[Position annotation records]
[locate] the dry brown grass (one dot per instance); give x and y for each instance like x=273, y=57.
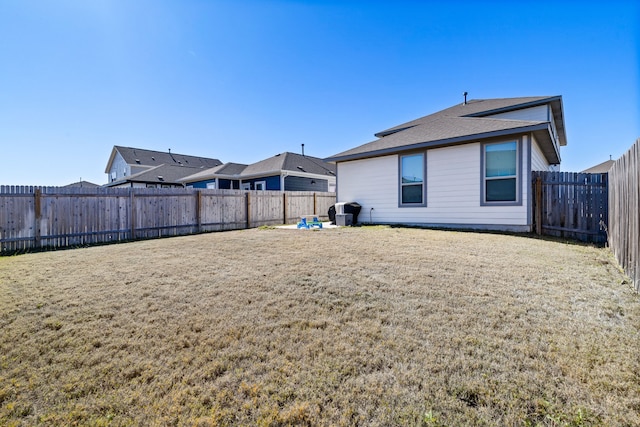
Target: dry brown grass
x=352, y=326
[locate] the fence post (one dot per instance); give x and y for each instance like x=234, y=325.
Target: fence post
x=132, y=213
x=248, y=208
x=284, y=207
x=538, y=205
x=198, y=209
x=315, y=203
x=37, y=206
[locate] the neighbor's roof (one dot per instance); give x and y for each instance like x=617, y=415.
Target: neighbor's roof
x=81, y=184
x=162, y=174
x=290, y=162
x=600, y=168
x=227, y=170
x=138, y=156
x=464, y=123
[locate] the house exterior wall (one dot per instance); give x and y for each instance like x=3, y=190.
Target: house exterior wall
x=119, y=169
x=272, y=182
x=538, y=161
x=453, y=190
x=299, y=183
x=539, y=113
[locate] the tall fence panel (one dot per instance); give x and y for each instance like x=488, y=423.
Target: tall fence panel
x=572, y=205
x=53, y=217
x=624, y=212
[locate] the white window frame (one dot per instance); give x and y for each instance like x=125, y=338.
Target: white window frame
x=424, y=180
x=517, y=176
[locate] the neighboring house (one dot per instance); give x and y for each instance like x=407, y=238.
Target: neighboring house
x=601, y=167
x=224, y=177
x=282, y=172
x=81, y=184
x=135, y=167
x=468, y=166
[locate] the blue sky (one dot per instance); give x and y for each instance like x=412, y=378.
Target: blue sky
x=242, y=80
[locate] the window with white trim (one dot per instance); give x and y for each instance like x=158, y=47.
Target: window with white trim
x=500, y=172
x=412, y=173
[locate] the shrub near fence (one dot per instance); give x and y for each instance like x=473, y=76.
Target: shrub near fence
x=624, y=212
x=52, y=217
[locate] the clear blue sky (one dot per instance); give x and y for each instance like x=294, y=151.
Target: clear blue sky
x=242, y=80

• **WHAT THE TASK ASKS**
Leave the pictures out and write out every entry exactly as given.

• **WORKED ANSWER**
[locate] the dry brown grass (one dot per instance); give x and y for each instance like x=273, y=57.
Target: dry brown grass
x=352, y=326
[locate] the fence post (one dot per instance); give x and y for each instance like x=234, y=325.
Target: fence post
x=132, y=213
x=248, y=208
x=284, y=207
x=538, y=205
x=198, y=209
x=315, y=203
x=37, y=206
[locate] the neighbor's roof (one dot per instance); give x and y for each instance like x=617, y=415.
Target: neighbor's roof
x=81, y=184
x=162, y=174
x=290, y=162
x=600, y=168
x=227, y=170
x=138, y=156
x=464, y=123
[locate] the house exterior wall (one dot per instance); give x and y for each instance like x=3, y=190.
Target: house exterior wall
x=119, y=169
x=272, y=182
x=538, y=161
x=453, y=190
x=299, y=183
x=539, y=113
[locate] the tall fence panel (one dot per instance); give x and y for each instance like x=488, y=423.
Target: tall fence panel
x=572, y=205
x=53, y=217
x=624, y=212
[locate] the white window frame (one dot per instance); give x and y for each instance like x=125, y=338.
Target: white window frame
x=424, y=180
x=517, y=176
[locate] the neighboring house (one dot per instance); give x and y for each instance like x=407, y=238.
Target: neighboring house
x=601, y=167
x=224, y=177
x=282, y=172
x=81, y=184
x=135, y=167
x=468, y=166
[locate] the blue sky (one dot per instance); give x and y for each instance like x=412, y=378.
Target: blue sky
x=242, y=80
[locate] the window with white trim (one dot per instance); give x and y for each instance like x=158, y=47.
Target: window with white trim
x=500, y=172
x=412, y=173
[locate] the shrub near fence (one dot per instance); give x and y for each instance like x=473, y=76.
Target: shrub near fence
x=624, y=212
x=52, y=217
[locate] the clear blue sky (one dot per instance); give x and y for each instance like x=294, y=151.
Target: clear blue sky
x=242, y=80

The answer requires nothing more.